*DIRECTIONS*
A. Reproduce the passage of the Earth images roundup verbatim, starting with "[Full Story: Flaming-Orange" and going on through "in a statement.".
B. Translate this sentence from the Earth images roundup into Spanish: "The tremors are signs of magma moving underground, feeding two ongoing eruptions at Kilauea volcano."

*SELECTED EXCERPT*
◇ ◇ ◇
Best Earth Images of the Month December 2012
Fiery reef
A huge, colorful shellfish reef discovered off Scotland's west coast could be the largest of its kind in the world, according to the Scottish government.
Packing at least 100 million bright-orange shells into 4.5 square miles (7.5 square kilometers), the living reef consists of flame shells, a rare saltwater clam found near Scotland. Neon-orange tentacles emerge from between the clam's paired shells, waving gently in the current.
[Full Story: Flaming-Orange Shellfish Reef Found in Scotland]
Comeback kids
Camera trap images reveal tiger numbers rebounding across Asia, especially in southwestern India, where young tigers are leaving protected reserves due to population pressure, according to the Wildlife Conservation Society.
The WCS attributes the rise in different tiger groups to better law enforcement and protection of additional habitat. For example, a notorious poaching ring was busted in Thailand last year, and the gang leaders have been given prison sentences of up to five years the most severe punishments for wildlife poaching in Thailand's history, the conservation group said in a statement.
[Full Story: Tigers Making Comeback in Asia]
Unexpected beauty
This year's coolest Christmas tree can be found in Kenai Fjords National Park, where mountains, ice and ocean meet deep in the Alaskan wilderness.
At the foot of a massive glacier stands a dazzling Christmas tree, carefully erected atop a rocky island. This bit of holiday spirit is found at the edge of the Kenai Peninsula, a national treasure where nearly 40 glaciers flow from the Harding Icefield, the crowning feature of Kenai Fjords National Park. Harding Icefield is the largest icefield completely contained within the United States.
[Full Story: The Coolest Christmas Tree You'll Ever See]
Feeding the fires
More than 30 small earthquakes, most too small to feel, shook the island of Hawaii in the past two weeks.
The tremors are signs of magma moving underground, feeding two ongoing eruptions at Kilauea volcano.
◇ ◇ ◇
*INFORMATION PROVIDED*

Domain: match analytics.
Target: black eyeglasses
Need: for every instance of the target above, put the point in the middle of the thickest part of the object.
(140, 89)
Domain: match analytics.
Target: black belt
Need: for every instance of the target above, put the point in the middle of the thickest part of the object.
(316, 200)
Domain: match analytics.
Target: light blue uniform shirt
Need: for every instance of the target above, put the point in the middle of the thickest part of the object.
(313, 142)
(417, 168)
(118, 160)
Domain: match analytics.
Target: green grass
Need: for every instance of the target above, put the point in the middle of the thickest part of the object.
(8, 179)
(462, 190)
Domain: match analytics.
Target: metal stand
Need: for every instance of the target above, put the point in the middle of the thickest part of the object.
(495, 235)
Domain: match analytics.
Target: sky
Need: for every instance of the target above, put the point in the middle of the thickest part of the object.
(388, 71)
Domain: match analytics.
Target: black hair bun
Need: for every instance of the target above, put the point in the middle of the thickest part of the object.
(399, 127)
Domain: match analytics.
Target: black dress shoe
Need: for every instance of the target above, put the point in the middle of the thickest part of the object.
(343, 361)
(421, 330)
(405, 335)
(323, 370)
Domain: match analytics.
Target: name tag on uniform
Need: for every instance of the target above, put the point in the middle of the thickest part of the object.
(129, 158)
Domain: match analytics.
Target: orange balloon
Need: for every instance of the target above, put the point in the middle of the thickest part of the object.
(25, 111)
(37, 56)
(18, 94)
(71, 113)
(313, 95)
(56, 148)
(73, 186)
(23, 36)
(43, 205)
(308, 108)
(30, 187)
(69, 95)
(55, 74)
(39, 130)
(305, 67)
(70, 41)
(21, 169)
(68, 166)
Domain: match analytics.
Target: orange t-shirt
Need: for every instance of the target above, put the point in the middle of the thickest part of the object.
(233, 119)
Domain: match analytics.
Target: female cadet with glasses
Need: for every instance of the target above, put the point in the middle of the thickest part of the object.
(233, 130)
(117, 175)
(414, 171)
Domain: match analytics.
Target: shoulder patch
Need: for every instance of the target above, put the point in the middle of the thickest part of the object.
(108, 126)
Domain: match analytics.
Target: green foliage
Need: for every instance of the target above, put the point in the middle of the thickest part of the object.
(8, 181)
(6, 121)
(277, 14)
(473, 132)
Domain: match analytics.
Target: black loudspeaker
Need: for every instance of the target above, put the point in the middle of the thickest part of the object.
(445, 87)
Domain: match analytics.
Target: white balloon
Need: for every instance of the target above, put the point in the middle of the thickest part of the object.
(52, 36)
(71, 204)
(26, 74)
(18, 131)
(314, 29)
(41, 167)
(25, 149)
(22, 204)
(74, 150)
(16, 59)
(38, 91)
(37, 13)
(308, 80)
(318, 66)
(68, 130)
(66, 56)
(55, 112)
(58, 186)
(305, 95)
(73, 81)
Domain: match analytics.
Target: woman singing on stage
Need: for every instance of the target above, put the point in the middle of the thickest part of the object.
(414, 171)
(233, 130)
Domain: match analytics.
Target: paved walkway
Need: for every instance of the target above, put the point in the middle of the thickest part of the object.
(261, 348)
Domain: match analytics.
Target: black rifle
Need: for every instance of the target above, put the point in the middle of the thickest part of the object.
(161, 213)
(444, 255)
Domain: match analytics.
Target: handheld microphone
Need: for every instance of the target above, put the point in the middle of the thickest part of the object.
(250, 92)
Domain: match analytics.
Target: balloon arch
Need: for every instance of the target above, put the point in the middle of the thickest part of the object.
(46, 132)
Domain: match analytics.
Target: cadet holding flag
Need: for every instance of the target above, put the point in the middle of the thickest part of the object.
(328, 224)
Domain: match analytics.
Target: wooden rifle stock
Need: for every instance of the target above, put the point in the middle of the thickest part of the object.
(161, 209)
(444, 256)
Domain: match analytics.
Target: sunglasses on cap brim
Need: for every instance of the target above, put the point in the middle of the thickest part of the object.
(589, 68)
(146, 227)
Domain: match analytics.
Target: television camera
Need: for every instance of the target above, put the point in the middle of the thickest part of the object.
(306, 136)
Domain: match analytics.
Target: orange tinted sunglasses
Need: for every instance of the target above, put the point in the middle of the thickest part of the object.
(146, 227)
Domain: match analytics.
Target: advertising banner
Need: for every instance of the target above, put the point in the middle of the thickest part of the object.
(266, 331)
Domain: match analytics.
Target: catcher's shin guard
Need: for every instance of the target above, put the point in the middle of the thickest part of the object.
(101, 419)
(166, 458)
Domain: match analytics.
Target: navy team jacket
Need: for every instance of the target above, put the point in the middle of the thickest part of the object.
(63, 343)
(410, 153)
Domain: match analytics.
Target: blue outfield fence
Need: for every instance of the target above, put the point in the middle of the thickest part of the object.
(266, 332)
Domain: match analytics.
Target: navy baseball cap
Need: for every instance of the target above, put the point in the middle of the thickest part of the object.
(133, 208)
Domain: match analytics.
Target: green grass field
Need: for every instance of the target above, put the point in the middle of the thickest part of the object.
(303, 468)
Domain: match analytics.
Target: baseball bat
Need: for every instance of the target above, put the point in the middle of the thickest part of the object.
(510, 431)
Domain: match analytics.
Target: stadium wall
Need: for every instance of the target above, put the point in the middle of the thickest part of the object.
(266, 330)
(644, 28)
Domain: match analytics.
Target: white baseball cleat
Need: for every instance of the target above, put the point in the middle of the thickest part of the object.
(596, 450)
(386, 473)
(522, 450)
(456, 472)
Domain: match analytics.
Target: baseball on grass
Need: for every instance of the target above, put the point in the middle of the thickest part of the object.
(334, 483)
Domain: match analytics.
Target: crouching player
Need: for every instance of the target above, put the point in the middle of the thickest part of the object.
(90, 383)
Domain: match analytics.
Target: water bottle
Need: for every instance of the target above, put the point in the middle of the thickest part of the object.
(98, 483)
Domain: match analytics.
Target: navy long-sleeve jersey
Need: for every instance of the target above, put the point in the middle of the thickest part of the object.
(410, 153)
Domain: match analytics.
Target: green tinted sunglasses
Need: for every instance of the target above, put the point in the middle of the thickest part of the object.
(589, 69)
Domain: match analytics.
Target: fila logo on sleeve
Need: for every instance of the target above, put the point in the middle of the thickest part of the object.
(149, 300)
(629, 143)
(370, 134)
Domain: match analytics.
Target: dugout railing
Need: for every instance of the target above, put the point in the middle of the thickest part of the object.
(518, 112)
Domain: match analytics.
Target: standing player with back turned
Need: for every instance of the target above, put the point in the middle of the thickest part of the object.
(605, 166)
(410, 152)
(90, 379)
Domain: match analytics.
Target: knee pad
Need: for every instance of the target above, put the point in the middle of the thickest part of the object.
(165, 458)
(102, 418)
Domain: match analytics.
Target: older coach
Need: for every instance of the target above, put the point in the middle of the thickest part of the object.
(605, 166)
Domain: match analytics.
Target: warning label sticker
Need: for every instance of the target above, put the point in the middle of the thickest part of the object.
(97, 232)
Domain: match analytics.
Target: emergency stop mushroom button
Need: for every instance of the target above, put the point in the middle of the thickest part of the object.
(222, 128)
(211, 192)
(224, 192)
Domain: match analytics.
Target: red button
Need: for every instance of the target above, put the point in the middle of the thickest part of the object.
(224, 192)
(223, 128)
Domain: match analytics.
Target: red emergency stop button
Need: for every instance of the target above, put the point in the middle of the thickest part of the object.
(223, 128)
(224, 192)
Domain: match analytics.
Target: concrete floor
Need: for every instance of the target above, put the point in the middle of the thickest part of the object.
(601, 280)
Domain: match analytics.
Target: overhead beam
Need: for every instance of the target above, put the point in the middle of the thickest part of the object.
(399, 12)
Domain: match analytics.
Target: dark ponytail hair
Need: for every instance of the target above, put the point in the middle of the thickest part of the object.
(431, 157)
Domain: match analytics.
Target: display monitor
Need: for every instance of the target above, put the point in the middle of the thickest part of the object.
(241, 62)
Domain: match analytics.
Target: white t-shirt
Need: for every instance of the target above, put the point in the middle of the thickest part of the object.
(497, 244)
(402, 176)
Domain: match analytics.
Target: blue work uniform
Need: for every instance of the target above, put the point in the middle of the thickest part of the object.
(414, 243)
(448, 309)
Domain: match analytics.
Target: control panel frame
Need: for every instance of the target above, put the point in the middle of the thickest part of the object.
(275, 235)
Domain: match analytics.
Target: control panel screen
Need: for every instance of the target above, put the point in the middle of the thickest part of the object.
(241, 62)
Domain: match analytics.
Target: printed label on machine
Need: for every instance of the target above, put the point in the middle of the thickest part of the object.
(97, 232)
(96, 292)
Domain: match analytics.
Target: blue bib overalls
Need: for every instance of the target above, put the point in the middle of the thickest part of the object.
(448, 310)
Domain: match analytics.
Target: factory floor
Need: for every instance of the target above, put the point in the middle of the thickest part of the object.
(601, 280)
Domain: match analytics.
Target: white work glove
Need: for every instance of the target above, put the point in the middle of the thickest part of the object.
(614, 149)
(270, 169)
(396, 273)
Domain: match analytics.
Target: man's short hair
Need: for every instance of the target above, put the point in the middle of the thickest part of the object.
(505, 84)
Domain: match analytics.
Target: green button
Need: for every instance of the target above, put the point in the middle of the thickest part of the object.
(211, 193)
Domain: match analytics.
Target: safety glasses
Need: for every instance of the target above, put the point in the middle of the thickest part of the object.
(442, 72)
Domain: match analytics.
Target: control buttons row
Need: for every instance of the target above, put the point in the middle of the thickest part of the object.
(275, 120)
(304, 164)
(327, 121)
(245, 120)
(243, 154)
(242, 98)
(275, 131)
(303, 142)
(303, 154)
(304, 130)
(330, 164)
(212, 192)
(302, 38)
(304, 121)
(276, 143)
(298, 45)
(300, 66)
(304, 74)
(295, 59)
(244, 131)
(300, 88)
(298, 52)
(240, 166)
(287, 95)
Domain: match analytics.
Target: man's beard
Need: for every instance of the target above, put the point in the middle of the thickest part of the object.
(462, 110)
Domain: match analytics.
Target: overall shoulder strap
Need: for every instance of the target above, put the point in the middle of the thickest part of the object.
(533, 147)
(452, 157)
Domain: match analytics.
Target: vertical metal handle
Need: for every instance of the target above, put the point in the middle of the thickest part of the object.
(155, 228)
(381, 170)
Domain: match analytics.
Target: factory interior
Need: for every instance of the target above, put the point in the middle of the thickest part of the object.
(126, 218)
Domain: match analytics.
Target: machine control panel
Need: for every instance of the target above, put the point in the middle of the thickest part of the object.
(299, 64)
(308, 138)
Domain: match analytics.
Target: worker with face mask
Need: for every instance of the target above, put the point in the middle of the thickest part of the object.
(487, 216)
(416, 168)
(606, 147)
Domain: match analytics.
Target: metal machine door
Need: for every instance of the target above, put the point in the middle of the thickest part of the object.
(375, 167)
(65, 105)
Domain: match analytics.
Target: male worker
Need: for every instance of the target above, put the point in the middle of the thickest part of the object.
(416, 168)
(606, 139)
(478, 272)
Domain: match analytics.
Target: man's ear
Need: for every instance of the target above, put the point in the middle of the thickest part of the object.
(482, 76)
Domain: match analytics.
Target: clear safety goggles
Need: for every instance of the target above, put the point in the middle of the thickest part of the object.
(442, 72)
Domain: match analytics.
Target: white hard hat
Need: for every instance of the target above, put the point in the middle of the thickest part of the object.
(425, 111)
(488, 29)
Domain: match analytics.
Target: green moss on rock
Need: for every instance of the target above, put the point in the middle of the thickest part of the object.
◇ ◇ ◇
*ANSWERS BELOW*
A.
[Full Story: Flaming-Orange Shellfish Reef Found in Scotland]
Comeback kids
Camera trap images reveal tiger numbers rebounding across Asia, especially in southwestern India, where young tigers are leaving protected reserves due to population pressure, according to the Wildlife Conservation Society.
The WCS attributes the rise in different tiger groups to better law enforcement and protection of additional habitat. For example, a notorious poaching ring was busted in Thailand last year, and the gang leaders have been given prison sentences of up to five years the most severe punishments for wildlife poaching in Thailand's history, the conservation group said in a statement.

B. Los temblores son señales de magma que se desplaza bajo tierra y alimenta dos erupciones en curso en el volcán Kilauea.